* **Excerpted text**
The birth control pill and breast cancer
Originally Published: October 1, 1994 - Last Updated / Reviewed On: July 23, 2015
I was hoping you could answer a question for me about birth control pills. There is a history of breast cancer in my family (my mother). Is it true that because of this, it is unsafe for me to use birth control pills? A few friends have recently had condoms break during sex, and I am looking for a type of "backup" contraception system.
The jury is still out on whether the pill may increase the risk for breast cancer in some people. Parsing out your breast cancer risk can be tricky, but there are several other birth control options if you decide to steer clear of the pill.
According to the Mayo Clinic, research on the link between oral contraceptives (OCs) and breast cancer shows mixed results. Recent studies indicate that newer low-dose forms of OCs do not increase the risk of breast cancer. However the true story may be more nuanced — some studies show OC use increases the risk of breast cancer among women with the abnormal BRCA1 gene, but not among women with the abnormal BRCA2 gene. Since you have a close family member with a history of breast cancer, you may or may not have inherited an abnormal gene such as BRCA1 or BRCA2, either of which may be linked to cancer, depending on the particular gene mutation. On the other hand, OCs may protect against breast and ovarian cancer by stabilizing hormones, so the pill is sometimes recommended for women with a family history of these cancers. Your health care provider can help you decide if OCs are a good choice for you and discuss the option of genetic testing and counseling for abnormal BRCA genes.
With one in eight women developing breast cancer in their lifetime, many of whom have no genetic risk factors, every woman should be aware of the following precautionary and preventative steps:
- Be aware of how your breasts normally feel and look and periodically assess whether there have been any changes. If you notice changes, like a new lump, excess discharge, dimpling, puckering, or changes in size, shape, or symmetry, consider making an appointment with your health care provider.

* **Listed records**

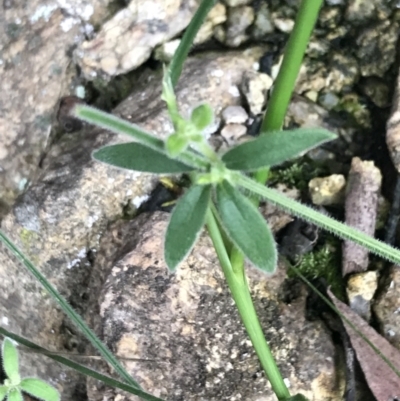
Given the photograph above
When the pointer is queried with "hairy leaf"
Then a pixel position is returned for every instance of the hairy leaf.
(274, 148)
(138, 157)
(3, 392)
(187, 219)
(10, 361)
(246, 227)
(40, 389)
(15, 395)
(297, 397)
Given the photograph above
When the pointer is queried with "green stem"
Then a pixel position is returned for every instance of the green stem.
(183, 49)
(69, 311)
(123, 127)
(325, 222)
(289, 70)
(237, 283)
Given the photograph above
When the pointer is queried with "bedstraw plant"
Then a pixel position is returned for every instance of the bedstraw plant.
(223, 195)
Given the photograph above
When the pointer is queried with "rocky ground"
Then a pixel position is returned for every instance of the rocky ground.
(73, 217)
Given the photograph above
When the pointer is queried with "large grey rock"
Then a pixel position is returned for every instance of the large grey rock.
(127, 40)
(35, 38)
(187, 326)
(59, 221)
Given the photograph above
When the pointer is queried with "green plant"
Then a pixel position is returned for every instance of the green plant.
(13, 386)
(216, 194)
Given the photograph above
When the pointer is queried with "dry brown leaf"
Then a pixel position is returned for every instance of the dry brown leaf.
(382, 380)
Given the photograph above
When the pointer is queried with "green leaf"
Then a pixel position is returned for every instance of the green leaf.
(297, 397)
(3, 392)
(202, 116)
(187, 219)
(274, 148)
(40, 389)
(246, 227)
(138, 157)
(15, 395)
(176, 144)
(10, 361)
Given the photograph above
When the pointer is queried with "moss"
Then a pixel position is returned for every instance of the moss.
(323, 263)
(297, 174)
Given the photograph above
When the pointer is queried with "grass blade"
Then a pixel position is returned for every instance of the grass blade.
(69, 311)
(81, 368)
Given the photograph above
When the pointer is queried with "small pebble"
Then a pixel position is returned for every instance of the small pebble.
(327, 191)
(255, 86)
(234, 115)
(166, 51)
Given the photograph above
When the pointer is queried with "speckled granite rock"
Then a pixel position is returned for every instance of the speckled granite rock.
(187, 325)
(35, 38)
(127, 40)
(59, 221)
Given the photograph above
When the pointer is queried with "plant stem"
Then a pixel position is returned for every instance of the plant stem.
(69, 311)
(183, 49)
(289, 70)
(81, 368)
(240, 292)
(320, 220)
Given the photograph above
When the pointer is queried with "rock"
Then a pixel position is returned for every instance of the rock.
---
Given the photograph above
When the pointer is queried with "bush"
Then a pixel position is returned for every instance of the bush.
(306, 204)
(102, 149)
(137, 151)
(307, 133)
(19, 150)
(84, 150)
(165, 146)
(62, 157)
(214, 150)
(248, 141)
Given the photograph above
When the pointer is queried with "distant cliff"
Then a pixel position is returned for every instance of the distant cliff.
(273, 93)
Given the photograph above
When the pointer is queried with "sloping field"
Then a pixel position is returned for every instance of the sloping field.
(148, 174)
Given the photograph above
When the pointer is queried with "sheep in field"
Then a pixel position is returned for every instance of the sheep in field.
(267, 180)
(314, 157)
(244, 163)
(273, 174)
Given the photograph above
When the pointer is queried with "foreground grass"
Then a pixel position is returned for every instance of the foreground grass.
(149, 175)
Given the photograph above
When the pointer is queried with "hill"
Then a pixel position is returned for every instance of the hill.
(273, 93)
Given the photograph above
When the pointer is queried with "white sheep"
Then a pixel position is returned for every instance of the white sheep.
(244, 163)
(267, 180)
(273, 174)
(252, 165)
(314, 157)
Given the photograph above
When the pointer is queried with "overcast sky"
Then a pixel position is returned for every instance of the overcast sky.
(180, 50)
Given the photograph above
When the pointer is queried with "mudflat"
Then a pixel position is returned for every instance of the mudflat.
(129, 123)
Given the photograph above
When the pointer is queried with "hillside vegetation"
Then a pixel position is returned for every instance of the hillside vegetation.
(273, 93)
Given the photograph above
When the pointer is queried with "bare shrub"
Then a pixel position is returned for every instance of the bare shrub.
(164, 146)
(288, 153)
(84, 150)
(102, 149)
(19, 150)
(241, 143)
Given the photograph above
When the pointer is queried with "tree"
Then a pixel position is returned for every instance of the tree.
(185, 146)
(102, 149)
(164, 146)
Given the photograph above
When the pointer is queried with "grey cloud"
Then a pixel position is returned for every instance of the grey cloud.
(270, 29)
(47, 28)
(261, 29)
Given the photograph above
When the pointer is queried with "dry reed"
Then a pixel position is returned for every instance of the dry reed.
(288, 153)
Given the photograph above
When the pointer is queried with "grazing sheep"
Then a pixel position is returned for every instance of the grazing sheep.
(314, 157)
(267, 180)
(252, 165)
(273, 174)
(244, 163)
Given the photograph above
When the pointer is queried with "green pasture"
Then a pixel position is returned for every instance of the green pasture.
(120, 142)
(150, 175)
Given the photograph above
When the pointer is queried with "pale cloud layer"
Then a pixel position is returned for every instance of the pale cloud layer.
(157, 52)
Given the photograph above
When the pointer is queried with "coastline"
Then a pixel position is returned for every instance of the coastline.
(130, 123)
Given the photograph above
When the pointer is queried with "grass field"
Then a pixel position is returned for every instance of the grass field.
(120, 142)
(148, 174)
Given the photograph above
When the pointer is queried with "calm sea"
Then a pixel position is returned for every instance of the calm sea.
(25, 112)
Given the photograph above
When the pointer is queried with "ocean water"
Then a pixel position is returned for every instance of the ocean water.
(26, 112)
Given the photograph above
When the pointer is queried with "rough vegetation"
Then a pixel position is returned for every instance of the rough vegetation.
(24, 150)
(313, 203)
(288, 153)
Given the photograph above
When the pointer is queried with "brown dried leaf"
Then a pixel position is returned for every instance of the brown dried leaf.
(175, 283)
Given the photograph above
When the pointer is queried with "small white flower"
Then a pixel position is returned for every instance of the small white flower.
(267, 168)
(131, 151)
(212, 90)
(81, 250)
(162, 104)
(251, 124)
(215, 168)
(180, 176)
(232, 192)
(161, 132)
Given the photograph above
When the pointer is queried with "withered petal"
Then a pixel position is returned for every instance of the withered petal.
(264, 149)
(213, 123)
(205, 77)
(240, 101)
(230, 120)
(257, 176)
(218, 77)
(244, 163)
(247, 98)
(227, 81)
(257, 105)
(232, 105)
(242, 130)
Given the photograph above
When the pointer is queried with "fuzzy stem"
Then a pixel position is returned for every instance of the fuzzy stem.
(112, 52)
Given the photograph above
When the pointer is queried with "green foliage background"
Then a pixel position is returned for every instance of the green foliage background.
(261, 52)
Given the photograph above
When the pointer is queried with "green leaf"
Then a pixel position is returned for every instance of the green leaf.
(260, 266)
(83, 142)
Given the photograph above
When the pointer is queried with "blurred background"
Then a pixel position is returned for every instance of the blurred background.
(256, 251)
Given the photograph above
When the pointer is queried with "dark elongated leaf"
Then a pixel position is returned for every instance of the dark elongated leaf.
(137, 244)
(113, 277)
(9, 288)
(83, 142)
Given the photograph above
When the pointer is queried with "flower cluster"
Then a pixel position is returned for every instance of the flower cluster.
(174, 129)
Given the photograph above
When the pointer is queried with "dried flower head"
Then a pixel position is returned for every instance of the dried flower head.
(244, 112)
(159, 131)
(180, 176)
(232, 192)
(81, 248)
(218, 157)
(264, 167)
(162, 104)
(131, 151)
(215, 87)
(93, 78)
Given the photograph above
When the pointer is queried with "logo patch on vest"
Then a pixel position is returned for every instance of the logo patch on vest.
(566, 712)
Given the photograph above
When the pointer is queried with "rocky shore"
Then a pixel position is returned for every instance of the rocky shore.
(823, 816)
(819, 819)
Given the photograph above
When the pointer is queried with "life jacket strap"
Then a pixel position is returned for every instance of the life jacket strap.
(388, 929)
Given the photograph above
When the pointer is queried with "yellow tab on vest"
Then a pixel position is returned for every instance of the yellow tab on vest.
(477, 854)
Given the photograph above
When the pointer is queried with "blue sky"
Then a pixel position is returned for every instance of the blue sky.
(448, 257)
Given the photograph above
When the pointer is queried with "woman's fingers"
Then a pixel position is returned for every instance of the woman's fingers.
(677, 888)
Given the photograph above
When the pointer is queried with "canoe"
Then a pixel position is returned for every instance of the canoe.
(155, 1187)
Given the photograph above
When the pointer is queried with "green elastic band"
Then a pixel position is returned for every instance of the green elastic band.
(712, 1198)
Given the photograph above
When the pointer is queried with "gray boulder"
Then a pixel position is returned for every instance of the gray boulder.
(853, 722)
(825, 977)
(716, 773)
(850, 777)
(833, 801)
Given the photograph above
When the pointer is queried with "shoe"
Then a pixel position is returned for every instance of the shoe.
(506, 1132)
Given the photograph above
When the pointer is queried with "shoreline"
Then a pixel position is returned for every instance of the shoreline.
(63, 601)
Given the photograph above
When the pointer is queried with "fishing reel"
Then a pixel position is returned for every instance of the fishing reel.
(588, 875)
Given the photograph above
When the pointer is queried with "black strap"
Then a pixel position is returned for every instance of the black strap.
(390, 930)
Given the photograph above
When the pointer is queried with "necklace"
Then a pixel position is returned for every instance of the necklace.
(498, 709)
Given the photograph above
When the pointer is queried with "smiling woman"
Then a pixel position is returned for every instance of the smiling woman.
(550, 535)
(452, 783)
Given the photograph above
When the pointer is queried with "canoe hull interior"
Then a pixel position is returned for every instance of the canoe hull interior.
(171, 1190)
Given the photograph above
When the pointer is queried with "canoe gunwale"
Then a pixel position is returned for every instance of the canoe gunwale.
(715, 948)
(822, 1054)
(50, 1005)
==
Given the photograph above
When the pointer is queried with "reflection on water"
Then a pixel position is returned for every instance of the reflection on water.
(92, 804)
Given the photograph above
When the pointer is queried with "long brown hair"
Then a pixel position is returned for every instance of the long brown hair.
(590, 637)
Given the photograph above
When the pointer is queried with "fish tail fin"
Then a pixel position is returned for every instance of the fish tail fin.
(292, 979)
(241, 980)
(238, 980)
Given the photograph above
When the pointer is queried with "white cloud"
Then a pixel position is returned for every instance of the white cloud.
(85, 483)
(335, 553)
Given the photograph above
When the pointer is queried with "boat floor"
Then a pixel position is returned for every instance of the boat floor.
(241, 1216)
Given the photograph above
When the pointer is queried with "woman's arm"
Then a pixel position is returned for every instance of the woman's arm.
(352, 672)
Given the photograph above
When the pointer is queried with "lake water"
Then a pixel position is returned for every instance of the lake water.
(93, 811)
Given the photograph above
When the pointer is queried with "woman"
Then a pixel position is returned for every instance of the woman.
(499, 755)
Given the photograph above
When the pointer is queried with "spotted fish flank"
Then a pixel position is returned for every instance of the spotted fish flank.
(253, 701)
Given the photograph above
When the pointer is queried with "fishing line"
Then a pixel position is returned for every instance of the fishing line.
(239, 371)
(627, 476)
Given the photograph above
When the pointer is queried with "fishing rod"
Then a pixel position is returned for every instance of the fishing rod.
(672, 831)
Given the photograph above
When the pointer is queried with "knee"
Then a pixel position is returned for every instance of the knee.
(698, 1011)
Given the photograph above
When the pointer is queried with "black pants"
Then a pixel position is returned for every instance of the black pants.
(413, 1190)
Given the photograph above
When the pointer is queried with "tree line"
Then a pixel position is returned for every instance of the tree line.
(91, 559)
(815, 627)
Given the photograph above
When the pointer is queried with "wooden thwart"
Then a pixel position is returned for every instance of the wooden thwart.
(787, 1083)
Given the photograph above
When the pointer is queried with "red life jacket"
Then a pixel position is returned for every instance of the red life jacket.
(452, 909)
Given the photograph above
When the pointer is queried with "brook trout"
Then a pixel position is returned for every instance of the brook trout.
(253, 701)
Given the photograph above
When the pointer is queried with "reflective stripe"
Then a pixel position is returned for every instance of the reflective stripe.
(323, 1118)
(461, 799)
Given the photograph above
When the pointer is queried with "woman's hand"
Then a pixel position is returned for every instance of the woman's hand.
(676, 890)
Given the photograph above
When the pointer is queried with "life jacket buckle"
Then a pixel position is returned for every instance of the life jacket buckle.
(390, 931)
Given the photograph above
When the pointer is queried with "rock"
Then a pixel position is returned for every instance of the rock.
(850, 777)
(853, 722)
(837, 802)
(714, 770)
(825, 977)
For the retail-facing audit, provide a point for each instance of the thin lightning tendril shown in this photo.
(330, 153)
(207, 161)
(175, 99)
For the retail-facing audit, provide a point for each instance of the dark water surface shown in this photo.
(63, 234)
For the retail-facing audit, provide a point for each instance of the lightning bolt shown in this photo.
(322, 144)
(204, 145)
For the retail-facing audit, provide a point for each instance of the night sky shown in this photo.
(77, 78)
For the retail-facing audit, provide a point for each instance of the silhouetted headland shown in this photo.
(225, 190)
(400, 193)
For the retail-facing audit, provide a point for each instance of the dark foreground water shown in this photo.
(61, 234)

* **Questions**
1 – In the piece on the pill and breast cancer, write out everything from "The jury is" down to "of the pill.", swapping "birth control options" for "contraceptive methods".
2 – Write the next part of the piece on the pill and breast cancer, picking up after its last sentence.
The entries have nothing to do with the piece on the pill and breast cancer.

* **Task-by-task outputs**
1 –
The jury is still out on whether the pill may increase the risk for breast cancer in some people. Parsing out your breast cancer risk can be tricky, but there are several other contraceptive methods if you decide to steer clear of the pill.

2 –
- Have an annual breast exam by a health care provider.
- Cut down on fatty foods (i.e., soft cheese, whole milk, red meat, sour cream, etc.) and eat more vegetables and fruits.
- Talk with your health care provider about current medical research findings that may apply to you.
If you're wary of taking the pill, there are several other contraceptives to choose from. For long-term protection, an IUD (intra-uterine device) is a good option. For more spontaneous protection, there are barrier methods such as the diaphragm or female condom, both of which you can use in combination with spermicidal gels or foam. As you mentioned, it is possible for male condoms to tear. To prevent breakage and keep things moving, try using a little bit of extra lubricant and check out the tips in How to use a condom properly — avoid breakage and slippage.
To discuss your contraceptive options or get more information about your risk of breast cancer, you can make an appointment with a health care provider.
There's no easy answer when it comes to the pill and breast cancer risk. Thankfully though, women have a large menu of contraceptives to choose from. Good luck finding the method that puts your mind (and love life) at ease!